[Exercise]
Using the listing below, report all lines holding the word "window".

[Dataset excerpts]
--- START ---

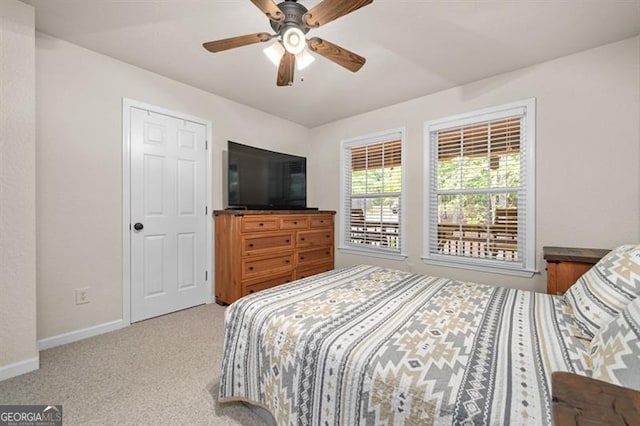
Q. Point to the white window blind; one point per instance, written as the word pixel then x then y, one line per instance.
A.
pixel 480 203
pixel 372 194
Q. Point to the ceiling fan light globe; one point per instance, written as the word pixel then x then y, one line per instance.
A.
pixel 293 40
pixel 304 59
pixel 274 53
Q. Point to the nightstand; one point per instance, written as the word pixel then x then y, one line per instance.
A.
pixel 581 400
pixel 566 264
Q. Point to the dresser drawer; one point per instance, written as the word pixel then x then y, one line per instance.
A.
pixel 261 242
pixel 321 255
pixel 253 286
pixel 321 221
pixel 295 222
pixel 252 267
pixel 260 223
pixel 313 270
pixel 314 238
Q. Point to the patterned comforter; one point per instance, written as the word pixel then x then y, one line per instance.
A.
pixel 369 345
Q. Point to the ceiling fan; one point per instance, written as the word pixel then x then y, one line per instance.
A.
pixel 291 21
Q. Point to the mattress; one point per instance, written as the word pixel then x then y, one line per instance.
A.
pixel 370 345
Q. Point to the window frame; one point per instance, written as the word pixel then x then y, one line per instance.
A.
pixel 525 268
pixel 345 220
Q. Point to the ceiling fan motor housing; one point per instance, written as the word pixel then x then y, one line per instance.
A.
pixel 293 13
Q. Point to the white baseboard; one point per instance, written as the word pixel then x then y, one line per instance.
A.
pixel 74 336
pixel 18 368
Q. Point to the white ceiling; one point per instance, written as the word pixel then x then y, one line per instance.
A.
pixel 413 47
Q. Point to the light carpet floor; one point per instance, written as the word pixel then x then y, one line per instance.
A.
pixel 164 370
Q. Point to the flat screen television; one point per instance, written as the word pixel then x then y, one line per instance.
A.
pixel 259 179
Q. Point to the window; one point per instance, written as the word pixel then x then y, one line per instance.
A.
pixel 372 194
pixel 479 198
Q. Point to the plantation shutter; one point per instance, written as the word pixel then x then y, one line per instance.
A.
pixel 478 189
pixel 372 194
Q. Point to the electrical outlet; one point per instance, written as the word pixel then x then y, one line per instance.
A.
pixel 82 295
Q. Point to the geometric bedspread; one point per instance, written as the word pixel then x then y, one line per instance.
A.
pixel 367 345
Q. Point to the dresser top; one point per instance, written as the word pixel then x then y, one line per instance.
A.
pixel 572 254
pixel 242 212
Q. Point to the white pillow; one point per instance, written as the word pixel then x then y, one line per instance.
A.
pixel 615 349
pixel 605 289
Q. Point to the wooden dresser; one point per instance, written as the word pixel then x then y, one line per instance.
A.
pixel 566 264
pixel 579 400
pixel 256 250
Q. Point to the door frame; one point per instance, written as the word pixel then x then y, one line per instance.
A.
pixel 127 104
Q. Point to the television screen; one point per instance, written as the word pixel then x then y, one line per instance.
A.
pixel 261 179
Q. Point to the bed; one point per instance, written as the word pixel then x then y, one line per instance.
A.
pixel 370 345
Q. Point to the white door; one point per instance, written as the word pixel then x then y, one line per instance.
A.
pixel 168 214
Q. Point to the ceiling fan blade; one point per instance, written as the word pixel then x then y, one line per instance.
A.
pixel 270 9
pixel 285 70
pixel 230 43
pixel 330 10
pixel 337 54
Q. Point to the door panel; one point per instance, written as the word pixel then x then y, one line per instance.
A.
pixel 186 260
pixel 186 187
pixel 153 255
pixel 168 197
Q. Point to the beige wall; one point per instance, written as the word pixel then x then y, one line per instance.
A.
pixel 79 161
pixel 17 190
pixel 587 150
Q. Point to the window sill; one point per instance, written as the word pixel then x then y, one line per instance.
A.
pixel 479 266
pixel 372 253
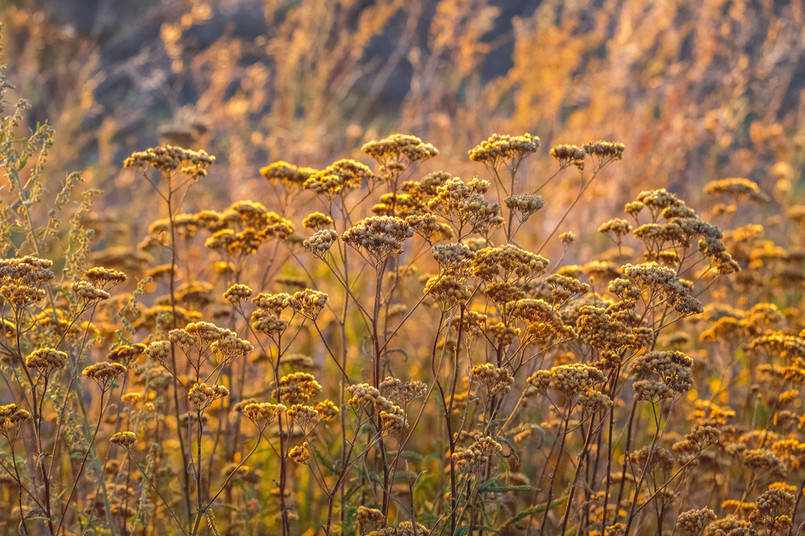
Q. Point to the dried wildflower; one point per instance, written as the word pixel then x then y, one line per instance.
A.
pixel 300 453
pixel 379 236
pixel 104 373
pixel 773 510
pixel 286 173
pixel 101 276
pixel 569 154
pixel 20 296
pixel 693 522
pixel 262 414
pixel 393 420
pixel 297 388
pixel 617 227
pixel 168 158
pixel 202 395
pixel 498 381
pixel 764 460
pixel 124 439
pixel 604 150
pixel 320 242
pixel 265 322
pixel 132 398
pixel 363 396
pixel 338 178
pixel 11 416
pixel 370 516
pixel 524 205
pixel 463 205
pixel 500 148
pixel 272 303
pixel 230 347
pixel 575 378
pixel 396 152
pixel 477 454
pixel 699 438
pixel 317 221
pixel 126 353
pixel 567 238
pixel 206 331
pixel 737 187
pixel 595 400
pixel 448 291
pixel 158 351
pixel 326 410
pixel 308 303
pixel 540 381
pixel 303 414
pixel 46 360
pixel 237 293
pixel 507 261
pixel 657 369
pixel 429 227
pixel 452 256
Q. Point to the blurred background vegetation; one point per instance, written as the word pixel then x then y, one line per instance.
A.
pixel 696 90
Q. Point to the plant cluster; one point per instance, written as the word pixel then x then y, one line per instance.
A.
pixel 402 360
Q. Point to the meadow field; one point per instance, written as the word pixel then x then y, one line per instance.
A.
pixel 402 268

--- END ---

[Solution to the exercise]
Q. Point to the white window blind; one point per instance, written as the word pixel then x then y, one line per instance.
Q. Point to the window frame; one point per instance, written as the word pixel then x then y, one line per instance.
Q. Point to the window; one point per instance, written as the word pixel then x then y, one line per instance.
Q. Point to the window sill; one point per instance, written as the word pixel then x then y, one line per instance.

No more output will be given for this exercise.